DATA LINES:

((

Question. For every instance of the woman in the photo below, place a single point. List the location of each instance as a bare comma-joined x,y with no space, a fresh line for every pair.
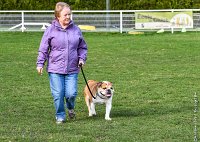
65,50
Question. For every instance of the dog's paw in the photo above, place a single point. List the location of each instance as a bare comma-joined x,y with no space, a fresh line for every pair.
108,118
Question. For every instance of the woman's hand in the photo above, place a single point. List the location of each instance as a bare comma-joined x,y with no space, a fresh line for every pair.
80,63
40,70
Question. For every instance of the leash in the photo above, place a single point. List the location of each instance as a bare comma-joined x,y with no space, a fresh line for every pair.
87,83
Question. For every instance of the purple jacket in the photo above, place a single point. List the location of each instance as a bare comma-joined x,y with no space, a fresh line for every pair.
62,49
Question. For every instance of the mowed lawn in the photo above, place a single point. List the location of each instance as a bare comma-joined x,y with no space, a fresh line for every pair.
155,77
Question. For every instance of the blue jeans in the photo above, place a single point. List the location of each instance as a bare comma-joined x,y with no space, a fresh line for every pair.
63,88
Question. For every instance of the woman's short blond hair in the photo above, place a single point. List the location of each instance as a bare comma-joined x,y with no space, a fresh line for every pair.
59,7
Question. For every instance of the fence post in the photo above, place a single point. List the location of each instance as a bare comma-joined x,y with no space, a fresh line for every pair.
121,19
22,28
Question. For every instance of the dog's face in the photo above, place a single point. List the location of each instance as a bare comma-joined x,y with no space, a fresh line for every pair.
105,89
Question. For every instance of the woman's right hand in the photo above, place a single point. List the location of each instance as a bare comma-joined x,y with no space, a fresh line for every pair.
40,70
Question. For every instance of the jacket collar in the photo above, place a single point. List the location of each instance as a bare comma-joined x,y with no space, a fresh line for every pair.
57,25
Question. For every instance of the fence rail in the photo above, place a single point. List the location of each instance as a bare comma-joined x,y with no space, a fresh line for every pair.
100,21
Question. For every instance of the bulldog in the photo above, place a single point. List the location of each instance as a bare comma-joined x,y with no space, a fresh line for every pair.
103,93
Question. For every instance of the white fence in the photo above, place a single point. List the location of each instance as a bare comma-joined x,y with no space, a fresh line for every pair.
93,21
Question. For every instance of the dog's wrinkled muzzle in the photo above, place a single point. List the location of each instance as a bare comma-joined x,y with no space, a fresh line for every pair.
108,93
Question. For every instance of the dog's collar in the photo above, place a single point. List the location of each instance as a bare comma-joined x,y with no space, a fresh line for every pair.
100,96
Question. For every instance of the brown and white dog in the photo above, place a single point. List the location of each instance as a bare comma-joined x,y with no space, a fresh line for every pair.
103,93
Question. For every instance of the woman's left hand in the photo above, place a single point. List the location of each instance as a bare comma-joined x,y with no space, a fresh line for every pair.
80,63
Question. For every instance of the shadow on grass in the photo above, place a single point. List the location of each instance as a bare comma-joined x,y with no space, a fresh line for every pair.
137,112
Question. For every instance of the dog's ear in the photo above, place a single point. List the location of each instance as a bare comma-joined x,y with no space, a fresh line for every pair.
99,84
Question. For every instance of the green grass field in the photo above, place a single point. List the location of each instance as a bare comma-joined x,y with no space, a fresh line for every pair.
155,77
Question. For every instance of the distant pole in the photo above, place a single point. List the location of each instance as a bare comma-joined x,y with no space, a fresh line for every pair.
107,15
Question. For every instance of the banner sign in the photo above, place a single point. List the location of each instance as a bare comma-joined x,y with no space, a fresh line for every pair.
162,20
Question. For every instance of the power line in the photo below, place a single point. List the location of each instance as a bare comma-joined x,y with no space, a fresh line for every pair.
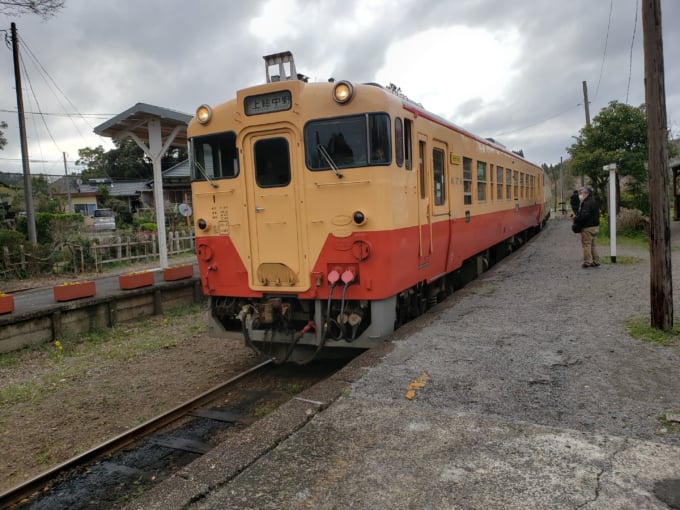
604,53
93,115
35,98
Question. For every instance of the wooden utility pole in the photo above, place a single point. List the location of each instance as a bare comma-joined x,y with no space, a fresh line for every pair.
661,282
586,105
28,192
586,102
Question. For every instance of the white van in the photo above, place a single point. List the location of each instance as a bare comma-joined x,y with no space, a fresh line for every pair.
104,219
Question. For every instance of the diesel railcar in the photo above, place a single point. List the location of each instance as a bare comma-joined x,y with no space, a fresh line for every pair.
329,213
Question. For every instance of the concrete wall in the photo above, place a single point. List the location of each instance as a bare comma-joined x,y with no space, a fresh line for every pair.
80,317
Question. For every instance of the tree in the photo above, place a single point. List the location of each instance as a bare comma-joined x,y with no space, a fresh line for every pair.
618,134
43,8
3,140
126,161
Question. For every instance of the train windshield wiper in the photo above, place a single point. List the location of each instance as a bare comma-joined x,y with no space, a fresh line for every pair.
322,150
205,174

))

Reproduce every record word for word. The copy must contain no pictures.

CORRECT ANSWER:
Question. For every instance of the woman in the photo below, place a single point. List the location of each instance as a bare comma-joined x,y with no space, a fresh line for every pair.
65,50
Question. For every instance of the dog's paw in the photo above, place a single point. List the location of each instance as a bare comma-joined x,y with no space, a fresh line for every pair.
108,118
Question. For every instance of the woman's hand in the photo above, place a single point. List the location of each instance as a bare comma-joined x,y with no space, a fresh line for every pair.
80,63
40,70
Question. For every instance of the leash in the photo above, place a single point. List the location of each instance as a bare comma-joined x,y with no space, a fresh line for every pair.
87,83
Question. For every instance of the purple jacket in the photo above, place a single point. List the location of each instance as a bare comma-joined x,y with no space, a fresh line for every pair.
62,49
Question. For every instance of the mowed lawn in the photo above, place a single point. List the location of each instance as a bare comma-joined x,y with no space, a fresh line for every pair.
155,77
Question. For every instance of the blue jeans in the photo above, place a single point. List the location of each instance as a bare comma-joined x,y with no space, a fresh line for every pair.
63,88
Question. For every instance of the woman's short blond hair in the photo above, place a single point. List the location of each instance as a bare comma-joined x,y with no space, a fresh line for every pair.
59,7
Question. For every instance of the fence post in the photo above, place a single point. List the location of each instance as a bare comma-joined x,y with no space, a fresh line for every pair.
121,19
22,28
Question. For every instance of the dog's face in the photo above, place a single point. List the location of each instance as a bare comma-joined x,y with no space, a fresh line for every pair.
105,89
Question. For every instance of the woman's right hand in the photo above, place a single point. List the location of each instance as a bare comma-joined x,y with no space, a fresh line for every pair.
40,70
Question. For every instance of the jacket collar in the photo above, place a single point. List the location of each instance as a bare comma-joined x,y with no space, a fresh line for every pair.
57,25
Question. For every instance of the fence rail in the photo above, place a single point. List the location of each instance as a bare comma-joined x,y with no space, a fresh line for every pair.
100,21
Question. For every instance of the bulldog in the photo above, place a single point. List the location of each instance as a bare comma-joined x,y with no space, a fresh line for every pair.
103,93
Question. For every instance of the white fence in the photo above, place a single point. List the location of each instance as a bare comma-joined x,y with no space, a fresh line for every pair.
93,21
Question. For every instance of the dog's wrinkled muzzle in the photo above, place a single point. List the location of each instance as a bare comma-joined x,y with no space, a fresh line for every pair.
108,93
Question. For every instance of the dog's collar in the photo above, place a single point. List the location of each instance as a bare comma-joined x,y with no space, a fresh line for every pair.
100,96
Question. For every instance of the brown and white dog in the photo above, place a single point. List the location of each instance as a bare comma-joined x,y with no space, a fresh line for every pair.
103,93
Question. For every instance of the woman's left hand in the photo above, place a single point. List the location of each instance as a bare comma-joined x,y with no space, a fresh line for every pair.
80,63
Question. For every instance of the shadow on grass in the photo above, place a single point. List the location of each instance as a bare comma-joined x,y with no space, a fresh line for every pair.
137,112
Question. For every instance of the dog's ear in the photo above, place a single point. List the location of each instance as a bare comma-joined x,y with no space, a fresh line for every pair.
99,84
Question. For every instance of the green grass field in the photo above, place a single point. List the location of each instance as a bare comma-joined x,y with no space, a fresh line for every pair.
155,77
Question. For every instance of the distant pole in the photo above, place a single point. List the location of each instance as a bare comma-joined x,y with no space, a fresh line for every pair.
107,15
Question. For every instance of the banner sign in the photo above, place a single point. List the location of each instance as a bare comma-joined x,y with no space, a fresh line for every pair.
162,20
Question. For every instance of the power line in the photo below, place a single point. List the location of each instance as a bare comma-joined x,y with no space, a fresh line for every pair.
604,53
93,115
35,98
Question. For every instance of the wooden utility pole in the photo above, place a single point. List the location of each instance as a bare comma-joined x,y with no space, a fresh line for every pair.
661,282
586,105
28,192
586,102
Question. For every instance of the white van in the photo above, place a single point. List the location of each instance as a bare comma-joined x,y with no space, a fresh line for every pair.
104,219
Question. For every instance of the diesel railcar in the photo above, place a single point. List the location of each instance as a bare comma-joined x,y with no space, a fresh line for every pair.
329,213
Question. For every instance of the concrete wall in the photo above, place a single point. List the location of each instance as a bare comma-joined x,y with no space, a fresh line for every pair.
80,317
Question. For every instance of the tree in the photo above, place a single point. List the location of each instance as a bare comma-joined x,y with no space, a fresh line for every pair.
618,134
43,8
3,140
126,161
Question. For every instance of the train windshield wiper in the photo above, place a single point. List the location of each instance as a bare comma-joined x,y with no space, a fresh line for every pair.
322,150
205,174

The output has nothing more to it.